>>>

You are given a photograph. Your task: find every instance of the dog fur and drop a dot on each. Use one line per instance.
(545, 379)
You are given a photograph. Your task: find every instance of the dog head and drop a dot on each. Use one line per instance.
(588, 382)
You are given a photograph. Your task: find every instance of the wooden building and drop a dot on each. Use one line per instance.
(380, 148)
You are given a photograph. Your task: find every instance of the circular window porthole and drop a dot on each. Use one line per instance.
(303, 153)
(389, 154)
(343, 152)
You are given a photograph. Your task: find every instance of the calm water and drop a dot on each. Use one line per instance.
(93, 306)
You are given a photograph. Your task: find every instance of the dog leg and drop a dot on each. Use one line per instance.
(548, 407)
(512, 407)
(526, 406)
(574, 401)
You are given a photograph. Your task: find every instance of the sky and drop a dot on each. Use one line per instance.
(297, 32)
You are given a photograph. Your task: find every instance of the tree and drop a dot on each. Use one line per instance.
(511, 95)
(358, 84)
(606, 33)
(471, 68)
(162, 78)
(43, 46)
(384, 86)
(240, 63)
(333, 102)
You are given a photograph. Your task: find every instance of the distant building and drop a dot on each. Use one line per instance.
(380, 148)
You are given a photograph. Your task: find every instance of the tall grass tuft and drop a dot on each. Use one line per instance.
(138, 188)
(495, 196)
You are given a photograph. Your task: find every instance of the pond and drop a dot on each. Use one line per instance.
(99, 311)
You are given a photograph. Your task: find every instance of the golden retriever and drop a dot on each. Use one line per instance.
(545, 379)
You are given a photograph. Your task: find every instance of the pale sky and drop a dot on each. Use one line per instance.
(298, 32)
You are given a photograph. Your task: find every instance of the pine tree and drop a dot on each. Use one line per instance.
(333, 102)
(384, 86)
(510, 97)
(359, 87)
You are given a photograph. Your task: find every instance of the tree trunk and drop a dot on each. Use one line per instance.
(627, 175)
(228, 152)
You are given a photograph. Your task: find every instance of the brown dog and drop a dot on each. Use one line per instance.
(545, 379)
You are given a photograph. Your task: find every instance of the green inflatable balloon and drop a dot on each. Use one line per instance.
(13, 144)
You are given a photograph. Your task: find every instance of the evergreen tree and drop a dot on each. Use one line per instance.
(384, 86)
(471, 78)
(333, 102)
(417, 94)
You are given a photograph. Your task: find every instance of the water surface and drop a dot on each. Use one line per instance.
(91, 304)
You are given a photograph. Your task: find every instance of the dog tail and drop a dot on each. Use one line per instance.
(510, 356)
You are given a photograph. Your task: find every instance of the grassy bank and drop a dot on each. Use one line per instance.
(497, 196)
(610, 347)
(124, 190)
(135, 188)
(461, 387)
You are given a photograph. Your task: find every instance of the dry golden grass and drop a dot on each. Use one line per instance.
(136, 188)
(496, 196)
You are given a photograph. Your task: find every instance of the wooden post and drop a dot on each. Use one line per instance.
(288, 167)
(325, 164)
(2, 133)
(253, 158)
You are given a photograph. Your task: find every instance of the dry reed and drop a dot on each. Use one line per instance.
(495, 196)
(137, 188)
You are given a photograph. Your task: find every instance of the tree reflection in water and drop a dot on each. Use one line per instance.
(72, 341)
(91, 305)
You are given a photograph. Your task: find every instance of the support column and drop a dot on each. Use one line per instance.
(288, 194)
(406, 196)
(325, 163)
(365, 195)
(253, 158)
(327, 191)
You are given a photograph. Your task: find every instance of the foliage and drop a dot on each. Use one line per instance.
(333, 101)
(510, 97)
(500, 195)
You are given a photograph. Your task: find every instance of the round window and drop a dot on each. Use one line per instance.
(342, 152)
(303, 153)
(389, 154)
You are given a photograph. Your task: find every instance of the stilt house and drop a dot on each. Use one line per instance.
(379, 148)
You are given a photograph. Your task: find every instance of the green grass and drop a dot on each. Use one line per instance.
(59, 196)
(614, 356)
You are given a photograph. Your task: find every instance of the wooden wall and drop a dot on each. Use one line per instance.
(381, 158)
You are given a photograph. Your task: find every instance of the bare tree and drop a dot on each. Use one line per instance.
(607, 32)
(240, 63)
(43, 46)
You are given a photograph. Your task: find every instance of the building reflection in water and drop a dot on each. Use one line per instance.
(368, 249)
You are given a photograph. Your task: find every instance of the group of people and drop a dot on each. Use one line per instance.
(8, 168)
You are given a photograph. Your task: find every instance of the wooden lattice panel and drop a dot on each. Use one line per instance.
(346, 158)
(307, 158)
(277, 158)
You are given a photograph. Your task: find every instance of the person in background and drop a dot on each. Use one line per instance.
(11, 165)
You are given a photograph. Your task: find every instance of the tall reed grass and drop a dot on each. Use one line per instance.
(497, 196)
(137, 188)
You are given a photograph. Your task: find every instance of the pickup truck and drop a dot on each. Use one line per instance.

<<<

Exercise aim:
Repeat exactly the lines from the line containing "the green grass" through the end of the listing above; both boundary lines are part of the output.

Solution:
You are given a photograph. Your task: find every instance of the green grass and drop a dot on each. Use one line per instance.
(59, 196)
(614, 356)
You are given a photograph. Your task: find every instance of the wooden wall and drop a dot on each. Use one line per instance.
(381, 158)
You are given a photograph. Your task: find every instance of the bare tree and drop a dot on each. Use one line per instance.
(607, 32)
(240, 63)
(43, 46)
You are given a photograph. Your task: find every instance of the building reflection in water and drop a dot on each. Use one line per instance.
(368, 249)
You are given a photograph. Your task: find every instance of the group of people and drop a dot on each. Use one line per instance.
(8, 168)
You are given a photograph. Your task: find every instance of the wooden lattice panel and drop a dot on each. Use one line per instance.
(346, 158)
(307, 158)
(277, 158)
You are given a photograph. Your task: find every instance of the person in background and drop a dot on each. Use one line per instance.
(11, 165)
You are given a photograph. Your task: find every instance of the tall reed grass and drop a dot on each. Use one line per instance.
(497, 196)
(137, 188)
You are given a photograph. Your task: find every instance of the pickup truck and drop a dot on each. Use one line per instance.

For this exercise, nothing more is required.